## [YOUR TASKS]
**a.** Which of Shakespeare's contemporaries does the review of Picture of Nobody say are depicted in the novel? List all of them.
**b.** Can you collect every line of the entries below that contains the string "beaded"? Case counts.

## [EXTRACT]
--- START ---

Monday, August 19, 2019

Picture of Nobody - Philip Owens


In Picture of Nobody (1936) by Philip Owens, Shakespeare is recreated as an impoverished young poet in Nineteen Thirties London. It is not exactly a reincarnation or timeslip fantasy – the book simply takes the character, story and work of the 16th century playwright and reframes them in a setting over three hundred years later.

The novel imagines Shakespeare’s younger years as a struggling actor and writer in the capital but places him among the poetic coteries of the interwar years. Contemporaries such as Marlowe, Kyd and Greene are also depicted in various guises, as are some Shakespearean characters, including Falstaff and the Dark Lady of the Sonnets.

Meanwhile, in a neat reversal, the leading 20th century playwright, here rendered as Shawe, is instead depicted as existing several centuries ago and is the subject of an authorship controversy, like those claiming the Tudor Shakespeare’s works were written by Bacon or Oxford. In this spoof, some theorists suggest Shawe’s plays were written by a certain Lord Beaverbrook . . .

--- END ---

## [INPUT MATERIAL]

--- START ---

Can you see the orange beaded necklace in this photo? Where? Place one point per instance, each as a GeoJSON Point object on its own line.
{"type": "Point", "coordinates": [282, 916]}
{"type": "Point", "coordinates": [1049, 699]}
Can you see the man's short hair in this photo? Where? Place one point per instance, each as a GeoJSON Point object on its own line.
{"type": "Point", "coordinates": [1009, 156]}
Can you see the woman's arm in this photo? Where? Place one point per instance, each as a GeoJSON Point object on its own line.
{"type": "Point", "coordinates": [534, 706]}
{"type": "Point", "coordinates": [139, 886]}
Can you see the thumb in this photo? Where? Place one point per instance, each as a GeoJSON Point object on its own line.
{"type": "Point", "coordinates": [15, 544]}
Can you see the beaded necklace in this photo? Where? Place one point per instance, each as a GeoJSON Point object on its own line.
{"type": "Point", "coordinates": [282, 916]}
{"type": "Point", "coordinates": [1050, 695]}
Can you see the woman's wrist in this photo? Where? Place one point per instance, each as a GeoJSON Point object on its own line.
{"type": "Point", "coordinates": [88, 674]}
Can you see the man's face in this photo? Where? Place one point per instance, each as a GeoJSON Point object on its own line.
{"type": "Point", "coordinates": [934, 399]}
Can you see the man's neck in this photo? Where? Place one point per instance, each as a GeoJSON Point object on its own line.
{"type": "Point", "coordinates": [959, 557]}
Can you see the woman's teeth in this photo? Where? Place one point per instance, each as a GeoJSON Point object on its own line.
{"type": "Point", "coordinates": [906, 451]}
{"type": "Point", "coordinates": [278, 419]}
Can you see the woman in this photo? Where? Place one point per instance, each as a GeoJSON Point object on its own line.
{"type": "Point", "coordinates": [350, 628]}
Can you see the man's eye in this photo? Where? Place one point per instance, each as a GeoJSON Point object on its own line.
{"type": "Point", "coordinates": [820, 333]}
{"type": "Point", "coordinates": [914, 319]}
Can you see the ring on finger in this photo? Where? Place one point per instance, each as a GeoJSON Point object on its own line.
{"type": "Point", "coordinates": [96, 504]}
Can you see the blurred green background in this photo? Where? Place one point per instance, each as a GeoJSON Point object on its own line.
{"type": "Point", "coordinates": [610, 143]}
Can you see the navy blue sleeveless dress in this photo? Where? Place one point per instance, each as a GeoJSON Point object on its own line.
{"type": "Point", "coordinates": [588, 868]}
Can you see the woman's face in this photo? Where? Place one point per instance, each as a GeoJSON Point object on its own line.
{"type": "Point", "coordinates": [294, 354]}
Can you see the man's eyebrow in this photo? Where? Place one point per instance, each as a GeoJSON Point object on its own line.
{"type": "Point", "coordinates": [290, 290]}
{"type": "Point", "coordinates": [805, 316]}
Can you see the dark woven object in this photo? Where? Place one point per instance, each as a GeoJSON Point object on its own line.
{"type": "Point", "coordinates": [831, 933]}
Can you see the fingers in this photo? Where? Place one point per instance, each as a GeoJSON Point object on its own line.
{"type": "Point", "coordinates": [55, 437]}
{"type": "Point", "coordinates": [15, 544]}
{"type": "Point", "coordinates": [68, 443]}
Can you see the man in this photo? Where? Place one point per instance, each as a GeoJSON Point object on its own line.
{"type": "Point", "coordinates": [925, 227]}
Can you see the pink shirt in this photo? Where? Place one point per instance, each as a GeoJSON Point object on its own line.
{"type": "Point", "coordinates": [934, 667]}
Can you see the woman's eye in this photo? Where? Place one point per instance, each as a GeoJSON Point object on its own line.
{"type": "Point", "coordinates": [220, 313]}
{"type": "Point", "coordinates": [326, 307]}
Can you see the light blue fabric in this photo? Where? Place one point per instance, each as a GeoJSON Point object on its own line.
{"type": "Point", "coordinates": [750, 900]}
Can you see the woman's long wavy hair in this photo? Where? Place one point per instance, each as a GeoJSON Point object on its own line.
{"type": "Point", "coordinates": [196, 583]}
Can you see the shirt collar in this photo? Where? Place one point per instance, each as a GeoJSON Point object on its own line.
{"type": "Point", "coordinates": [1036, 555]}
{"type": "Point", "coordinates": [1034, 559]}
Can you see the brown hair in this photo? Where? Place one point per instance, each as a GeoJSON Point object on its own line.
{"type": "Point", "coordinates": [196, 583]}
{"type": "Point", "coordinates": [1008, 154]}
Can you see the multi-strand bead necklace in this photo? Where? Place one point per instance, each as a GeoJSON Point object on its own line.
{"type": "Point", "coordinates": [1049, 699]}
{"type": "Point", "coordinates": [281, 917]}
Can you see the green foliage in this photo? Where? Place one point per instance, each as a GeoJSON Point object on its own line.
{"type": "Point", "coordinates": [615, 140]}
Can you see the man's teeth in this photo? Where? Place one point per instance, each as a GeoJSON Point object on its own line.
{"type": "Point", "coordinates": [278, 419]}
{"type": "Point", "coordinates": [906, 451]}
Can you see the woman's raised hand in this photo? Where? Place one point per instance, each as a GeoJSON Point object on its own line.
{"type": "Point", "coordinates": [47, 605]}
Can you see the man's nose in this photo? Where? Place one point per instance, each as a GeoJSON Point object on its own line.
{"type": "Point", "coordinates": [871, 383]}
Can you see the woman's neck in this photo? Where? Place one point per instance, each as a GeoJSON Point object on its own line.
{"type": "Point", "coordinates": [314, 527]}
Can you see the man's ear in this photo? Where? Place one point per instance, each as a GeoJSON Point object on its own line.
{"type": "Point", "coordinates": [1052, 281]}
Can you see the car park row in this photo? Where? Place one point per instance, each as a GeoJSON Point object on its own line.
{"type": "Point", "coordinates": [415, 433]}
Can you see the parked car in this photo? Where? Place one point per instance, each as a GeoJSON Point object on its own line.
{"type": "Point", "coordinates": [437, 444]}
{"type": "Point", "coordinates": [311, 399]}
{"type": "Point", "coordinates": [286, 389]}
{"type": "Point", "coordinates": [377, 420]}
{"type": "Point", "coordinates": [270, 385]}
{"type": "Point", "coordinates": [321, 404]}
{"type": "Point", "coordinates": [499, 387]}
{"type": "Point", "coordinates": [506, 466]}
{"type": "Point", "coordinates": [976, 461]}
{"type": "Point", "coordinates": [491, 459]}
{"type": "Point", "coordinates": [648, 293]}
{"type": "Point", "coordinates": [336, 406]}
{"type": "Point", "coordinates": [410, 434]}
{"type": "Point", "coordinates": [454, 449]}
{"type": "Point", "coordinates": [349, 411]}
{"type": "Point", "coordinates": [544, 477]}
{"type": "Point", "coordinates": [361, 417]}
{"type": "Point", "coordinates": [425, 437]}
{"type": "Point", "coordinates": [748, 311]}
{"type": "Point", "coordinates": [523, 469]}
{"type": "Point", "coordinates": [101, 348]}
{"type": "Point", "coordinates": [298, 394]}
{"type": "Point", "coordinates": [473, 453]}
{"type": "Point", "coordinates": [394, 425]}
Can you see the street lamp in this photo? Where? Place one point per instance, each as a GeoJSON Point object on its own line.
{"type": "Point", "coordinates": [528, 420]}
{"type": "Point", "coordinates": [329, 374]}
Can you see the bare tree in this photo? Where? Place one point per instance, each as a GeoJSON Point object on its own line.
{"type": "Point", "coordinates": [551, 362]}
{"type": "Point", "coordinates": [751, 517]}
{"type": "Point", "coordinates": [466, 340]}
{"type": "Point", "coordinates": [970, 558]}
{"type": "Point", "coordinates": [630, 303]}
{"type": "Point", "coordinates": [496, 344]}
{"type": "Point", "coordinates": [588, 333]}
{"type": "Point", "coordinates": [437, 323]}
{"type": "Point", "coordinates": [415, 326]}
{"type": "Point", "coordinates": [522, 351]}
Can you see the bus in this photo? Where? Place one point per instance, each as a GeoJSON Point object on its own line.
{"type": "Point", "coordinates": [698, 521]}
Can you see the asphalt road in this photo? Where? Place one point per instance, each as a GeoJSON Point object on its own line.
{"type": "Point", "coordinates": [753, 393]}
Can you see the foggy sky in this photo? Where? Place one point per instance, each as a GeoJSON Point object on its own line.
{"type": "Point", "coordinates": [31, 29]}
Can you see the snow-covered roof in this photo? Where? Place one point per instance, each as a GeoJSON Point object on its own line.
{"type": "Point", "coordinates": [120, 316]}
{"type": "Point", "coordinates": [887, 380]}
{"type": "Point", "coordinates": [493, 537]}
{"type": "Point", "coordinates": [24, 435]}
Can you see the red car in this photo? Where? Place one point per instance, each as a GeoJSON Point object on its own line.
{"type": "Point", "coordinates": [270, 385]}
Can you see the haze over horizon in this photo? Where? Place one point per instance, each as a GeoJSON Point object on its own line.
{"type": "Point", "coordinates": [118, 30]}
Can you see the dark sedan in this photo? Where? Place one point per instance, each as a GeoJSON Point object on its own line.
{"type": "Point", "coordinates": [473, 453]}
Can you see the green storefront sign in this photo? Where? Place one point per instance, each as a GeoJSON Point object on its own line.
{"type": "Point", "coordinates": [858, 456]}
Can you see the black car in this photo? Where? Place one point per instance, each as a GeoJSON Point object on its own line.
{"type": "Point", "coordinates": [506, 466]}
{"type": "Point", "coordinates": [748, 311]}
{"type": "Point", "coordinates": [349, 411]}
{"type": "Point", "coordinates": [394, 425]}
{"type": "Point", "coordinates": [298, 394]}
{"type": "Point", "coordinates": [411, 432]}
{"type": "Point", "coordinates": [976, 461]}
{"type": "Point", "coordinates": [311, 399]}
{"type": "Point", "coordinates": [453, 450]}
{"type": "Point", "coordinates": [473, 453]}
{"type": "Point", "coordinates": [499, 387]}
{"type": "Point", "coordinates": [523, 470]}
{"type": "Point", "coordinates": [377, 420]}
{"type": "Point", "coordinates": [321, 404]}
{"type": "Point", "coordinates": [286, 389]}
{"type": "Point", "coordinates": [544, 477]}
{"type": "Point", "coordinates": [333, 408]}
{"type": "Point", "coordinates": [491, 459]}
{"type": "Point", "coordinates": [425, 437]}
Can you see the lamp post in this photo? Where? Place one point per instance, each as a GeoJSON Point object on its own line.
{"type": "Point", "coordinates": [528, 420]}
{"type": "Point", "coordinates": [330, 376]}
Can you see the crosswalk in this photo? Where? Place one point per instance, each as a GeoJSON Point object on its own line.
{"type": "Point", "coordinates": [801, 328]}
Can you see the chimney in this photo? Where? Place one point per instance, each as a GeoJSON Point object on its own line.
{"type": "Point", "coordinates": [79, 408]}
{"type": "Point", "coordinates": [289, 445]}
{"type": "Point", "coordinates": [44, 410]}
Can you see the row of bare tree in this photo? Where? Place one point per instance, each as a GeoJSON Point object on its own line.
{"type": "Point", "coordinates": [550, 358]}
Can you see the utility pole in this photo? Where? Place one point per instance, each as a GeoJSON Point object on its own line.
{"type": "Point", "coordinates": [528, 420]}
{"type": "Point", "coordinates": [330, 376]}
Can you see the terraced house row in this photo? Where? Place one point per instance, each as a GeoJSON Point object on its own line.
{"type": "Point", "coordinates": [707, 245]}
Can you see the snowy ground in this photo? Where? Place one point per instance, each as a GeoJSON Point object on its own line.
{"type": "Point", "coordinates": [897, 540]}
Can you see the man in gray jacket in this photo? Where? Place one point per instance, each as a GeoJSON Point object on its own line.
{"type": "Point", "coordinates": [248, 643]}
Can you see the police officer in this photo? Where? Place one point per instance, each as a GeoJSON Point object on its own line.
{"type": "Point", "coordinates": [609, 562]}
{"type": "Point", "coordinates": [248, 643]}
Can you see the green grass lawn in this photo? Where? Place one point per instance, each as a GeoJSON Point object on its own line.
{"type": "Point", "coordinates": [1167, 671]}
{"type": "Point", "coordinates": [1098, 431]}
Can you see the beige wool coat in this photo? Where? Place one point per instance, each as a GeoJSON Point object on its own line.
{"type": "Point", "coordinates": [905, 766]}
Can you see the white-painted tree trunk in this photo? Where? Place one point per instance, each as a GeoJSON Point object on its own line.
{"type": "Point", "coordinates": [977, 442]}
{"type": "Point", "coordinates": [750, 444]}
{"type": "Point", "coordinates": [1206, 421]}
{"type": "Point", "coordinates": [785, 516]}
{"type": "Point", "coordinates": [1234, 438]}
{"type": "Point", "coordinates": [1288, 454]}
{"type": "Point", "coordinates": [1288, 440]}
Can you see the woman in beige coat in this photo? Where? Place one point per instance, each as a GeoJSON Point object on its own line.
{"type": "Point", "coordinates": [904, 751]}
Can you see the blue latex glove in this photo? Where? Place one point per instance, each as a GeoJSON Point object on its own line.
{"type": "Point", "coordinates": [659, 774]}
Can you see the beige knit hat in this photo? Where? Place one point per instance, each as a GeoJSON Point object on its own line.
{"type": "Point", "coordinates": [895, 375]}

--- END ---

## [THE RESULTS]
**a.** Marlowe, Kyd, Greene

**b.**
Can you see the orange beaded necklace in this photo? Where? Place one point per instance, each as a GeoJSON Point object on its own line.
Can you see the beaded necklace in this photo? Where? Place one point per instance, each as a GeoJSON Point object on its own line.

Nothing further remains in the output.